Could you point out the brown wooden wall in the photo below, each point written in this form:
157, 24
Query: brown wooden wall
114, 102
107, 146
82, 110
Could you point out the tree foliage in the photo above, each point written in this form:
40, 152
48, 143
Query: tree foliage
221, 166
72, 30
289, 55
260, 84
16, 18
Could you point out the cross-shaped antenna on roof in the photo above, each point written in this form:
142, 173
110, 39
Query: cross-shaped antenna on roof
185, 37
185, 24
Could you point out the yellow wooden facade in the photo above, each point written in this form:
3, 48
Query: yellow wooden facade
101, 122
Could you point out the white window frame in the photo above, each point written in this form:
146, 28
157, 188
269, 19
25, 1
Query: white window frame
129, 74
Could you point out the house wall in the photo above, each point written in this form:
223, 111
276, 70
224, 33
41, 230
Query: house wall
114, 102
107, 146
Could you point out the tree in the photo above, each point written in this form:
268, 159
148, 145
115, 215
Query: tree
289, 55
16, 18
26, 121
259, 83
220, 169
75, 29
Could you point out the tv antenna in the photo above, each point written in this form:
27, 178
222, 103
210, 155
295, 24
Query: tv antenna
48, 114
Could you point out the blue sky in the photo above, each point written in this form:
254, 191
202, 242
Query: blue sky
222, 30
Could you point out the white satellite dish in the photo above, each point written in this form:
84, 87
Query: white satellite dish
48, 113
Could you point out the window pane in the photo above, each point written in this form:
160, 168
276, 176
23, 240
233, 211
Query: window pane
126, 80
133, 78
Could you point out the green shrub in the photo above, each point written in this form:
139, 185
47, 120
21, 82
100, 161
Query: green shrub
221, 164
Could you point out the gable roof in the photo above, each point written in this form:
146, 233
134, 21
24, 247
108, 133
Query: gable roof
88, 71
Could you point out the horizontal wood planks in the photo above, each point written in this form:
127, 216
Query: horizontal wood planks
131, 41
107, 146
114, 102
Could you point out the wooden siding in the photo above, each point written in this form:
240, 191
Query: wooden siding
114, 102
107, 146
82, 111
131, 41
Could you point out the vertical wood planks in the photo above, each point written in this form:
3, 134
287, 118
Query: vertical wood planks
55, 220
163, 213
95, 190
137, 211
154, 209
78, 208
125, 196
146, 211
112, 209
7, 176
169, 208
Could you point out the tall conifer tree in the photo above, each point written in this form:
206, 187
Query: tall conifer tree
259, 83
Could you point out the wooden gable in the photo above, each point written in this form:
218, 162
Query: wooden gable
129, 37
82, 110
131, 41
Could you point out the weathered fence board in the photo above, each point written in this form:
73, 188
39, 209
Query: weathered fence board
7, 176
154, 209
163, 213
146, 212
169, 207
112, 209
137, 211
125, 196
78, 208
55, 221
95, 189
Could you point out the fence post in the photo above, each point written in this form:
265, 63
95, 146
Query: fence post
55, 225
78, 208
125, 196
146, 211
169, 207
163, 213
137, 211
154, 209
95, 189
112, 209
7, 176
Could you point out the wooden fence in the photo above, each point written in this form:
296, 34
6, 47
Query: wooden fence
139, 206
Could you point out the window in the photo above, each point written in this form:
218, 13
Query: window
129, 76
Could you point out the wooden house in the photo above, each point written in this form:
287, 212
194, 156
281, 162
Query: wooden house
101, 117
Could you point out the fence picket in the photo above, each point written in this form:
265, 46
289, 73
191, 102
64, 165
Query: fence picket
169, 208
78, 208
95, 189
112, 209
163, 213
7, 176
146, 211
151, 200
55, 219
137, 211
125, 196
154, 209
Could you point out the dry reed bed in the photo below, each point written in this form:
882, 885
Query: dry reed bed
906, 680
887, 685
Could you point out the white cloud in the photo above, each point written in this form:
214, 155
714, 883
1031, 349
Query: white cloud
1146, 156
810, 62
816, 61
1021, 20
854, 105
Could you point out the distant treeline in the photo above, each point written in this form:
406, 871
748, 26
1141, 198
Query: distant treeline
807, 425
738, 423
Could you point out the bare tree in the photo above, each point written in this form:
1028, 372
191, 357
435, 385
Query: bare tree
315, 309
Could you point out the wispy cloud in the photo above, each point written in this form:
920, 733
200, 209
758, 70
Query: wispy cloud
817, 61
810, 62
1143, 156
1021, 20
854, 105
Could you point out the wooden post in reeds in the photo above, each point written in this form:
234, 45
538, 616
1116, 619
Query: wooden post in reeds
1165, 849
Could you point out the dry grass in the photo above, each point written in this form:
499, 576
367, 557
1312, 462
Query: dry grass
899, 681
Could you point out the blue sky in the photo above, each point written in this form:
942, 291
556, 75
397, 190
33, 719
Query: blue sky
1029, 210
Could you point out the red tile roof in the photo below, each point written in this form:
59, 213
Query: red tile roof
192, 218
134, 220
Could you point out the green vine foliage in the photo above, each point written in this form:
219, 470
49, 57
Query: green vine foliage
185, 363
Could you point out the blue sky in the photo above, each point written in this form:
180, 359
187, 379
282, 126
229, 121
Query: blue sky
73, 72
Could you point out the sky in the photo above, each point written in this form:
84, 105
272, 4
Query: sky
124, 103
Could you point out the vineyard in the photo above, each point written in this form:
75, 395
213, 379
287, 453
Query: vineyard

—————

▶ [GIVEN EXERCISE]: Please copy all of the lines above word for word.

▶ [FULL RESPONSE]:
Could you point out the brown wooden wall in the photo below, each point written in this form:
157, 24
Query: brown wooden wall
114, 102
107, 146
82, 110
Could you point out the tree foliage in the photo above, each point written in this form:
40, 152
48, 143
Query: tree foliage
221, 166
72, 30
289, 55
260, 84
16, 18
Could you point out the cross-shaped antenna on roof in the photo above, each point written in this form:
142, 173
110, 39
Query: cross-shaped antenna on roof
185, 37
185, 24
Could you point out the yellow wooden facade in the photo above, each point written in this form:
3, 48
Query: yellow wooden facade
101, 122
Could you point out the white window frame in the photo above, each point written in this form:
146, 28
157, 188
269, 19
25, 1
Query: white window frame
129, 74
Could you point out the house wall in the photo above, each point written in this form:
223, 111
276, 70
224, 33
41, 230
Query: house wall
114, 102
107, 146
Could you point out the tree in the photo above, each point written in this form:
268, 159
148, 145
115, 215
Query: tree
289, 55
16, 18
26, 121
259, 83
220, 169
75, 29
Could you point out the tv antenna in the photo above, each point written in this form:
27, 178
222, 103
210, 155
295, 24
Query: tv antenna
48, 114
Could you point out the blue sky in the photo above, each point written in this form:
254, 191
202, 242
Query: blue sky
222, 30
Could you point out the white satellite dish in the photo above, each point written in this form:
84, 87
Query: white satellite dish
48, 113
Could you point out the window pane in the photo above, each point written in this form:
160, 168
276, 176
23, 240
233, 211
Query: window pane
126, 80
133, 78
Could you point out the green shrub in the photo above, each point written in this form:
139, 185
47, 120
21, 82
100, 161
Query: green shrub
221, 164
Could you point out the gable roof in the photo above, each point written in this form:
146, 233
134, 21
24, 247
108, 133
Query: gable roof
88, 71
Could you point out the horizontal wood planks in the photo above, each point written in this form:
127, 216
Query: horizontal wood planks
131, 41
107, 146
114, 102
Could you point out the wooden siding in the photo above, each point written in this form:
240, 191
Query: wooden siding
114, 102
107, 146
82, 111
131, 41
Could you point out the vertical wood planks in the photo above, each point written in this form:
3, 134
287, 118
Query: vertical wood planks
55, 220
163, 213
95, 190
137, 211
154, 209
78, 208
125, 196
146, 211
112, 209
7, 176
169, 208
Could you point out the tall conifer tree in the photo above, each point written in this form:
206, 187
Query: tall conifer tree
259, 83
Could you point out the wooden gable in the photo above, each point written in this form:
218, 162
Query: wooden gable
129, 37
82, 110
131, 41
Could you point out the weathered fence board in the photo above, each point written in this form:
73, 188
39, 209
Query: weathered fence board
7, 176
154, 209
163, 213
146, 212
169, 207
112, 209
137, 211
125, 196
78, 208
55, 221
95, 189
Could you point out the fence post in the photo above, each point written in this form:
265, 63
95, 146
Query: fence post
55, 225
78, 208
125, 196
146, 211
169, 207
163, 213
137, 211
154, 209
95, 189
112, 209
7, 176
Could you point out the wooden fence in the photo above, each point written in this form:
296, 34
6, 47
Query: wooden fence
139, 206
Could you point out the window in the photo above, each point written in this form:
218, 13
Query: window
129, 76
Could you point out the wooden house in the photo above, each point written in this form:
287, 212
194, 156
281, 162
Query: wooden house
101, 117
Could you point out the fence picket in the photo above, each point written in this form:
265, 46
289, 73
191, 102
64, 165
Query: fence picket
169, 208
78, 208
95, 189
112, 209
163, 213
7, 176
146, 211
151, 200
55, 219
137, 211
125, 196
154, 209
Could you point out the dry reed bed in the photo below, each point written in this form:
882, 885
Query: dry reed bed
906, 680
887, 685
Could you point out the white cloud in the photo above, each point written in this form:
214, 155
714, 883
1031, 349
Query: white cloud
1146, 156
810, 62
816, 61
1021, 20
854, 105
Could you point out the distant treeline in the photo above, each point written in this form:
406, 871
748, 26
1141, 198
Query: distant treeline
807, 425
738, 423
Could you point out the bare tree in the photo above, each point written in this form:
1028, 372
191, 357
435, 385
Query: bare tree
315, 309
Could you point out the wispy cloud in the photo above, each point written in this form:
920, 733
200, 209
758, 70
Query: wispy cloud
817, 61
810, 62
1143, 156
1021, 20
854, 105
Could you point out the wooden post in reeds in the photo above, each point written in this form:
234, 45
538, 616
1116, 619
Query: wooden post in reeds
1165, 849
Could you point out the dry grass in the photo above, each point written in this form:
499, 576
367, 557
1312, 462
Query: dry grass
899, 681
Could you point out the blue sky in the photo above, each point written in this form:
942, 291
556, 75
397, 190
33, 719
Query: blue sky
1029, 210
Could you point out the red tile roof in the photo below, each point written in this form:
59, 213
Query: red tile roof
192, 218
134, 220
Could you point out the green vine foliage in the photo above, each point written in this form:
219, 470
49, 57
Query: green vine foliage
185, 363
Could you point out the blue sky in the photo above, each point written in this form:
180, 359
187, 379
282, 126
229, 121
Query: blue sky
73, 72
Could you point out the sky in the photo above, each point written in this form:
84, 105
272, 4
Query: sky
124, 103
Could you point out the vineyard in the photo above, each point written in this form:
75, 395
213, 379
287, 453
Query: vineyard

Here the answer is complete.